## [Exercise instructions]
Output the lines below as a JSON list of strings, with one string per line and any blank lines omitted.

(A run of lines)
——————————
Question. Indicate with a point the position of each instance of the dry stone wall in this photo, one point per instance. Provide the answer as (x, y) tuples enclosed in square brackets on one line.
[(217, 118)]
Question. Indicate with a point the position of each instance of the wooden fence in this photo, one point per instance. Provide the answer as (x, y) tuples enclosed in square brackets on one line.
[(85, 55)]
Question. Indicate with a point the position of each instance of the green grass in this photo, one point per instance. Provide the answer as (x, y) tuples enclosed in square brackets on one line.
——————————
## [Result of the task]
[
  "Question. Indicate with a point the position of each instance of the dry stone wall in this photo, one point per instance. Provide the answer as (x, y) tuples enclosed in square brackets on one line.",
  "[(217, 118)]",
  "Question. Indicate with a point the position of each instance of the wooden fence in this photo, one point per instance. Provide the answer as (x, y) tuples enclosed in square brackets on one line.",
  "[(85, 55)]",
  "Question. Indicate with a point the position of each instance of the green grass in this photo, one point per instance. Provide the answer as (x, y) tuples enclosed in square brackets on one line."
]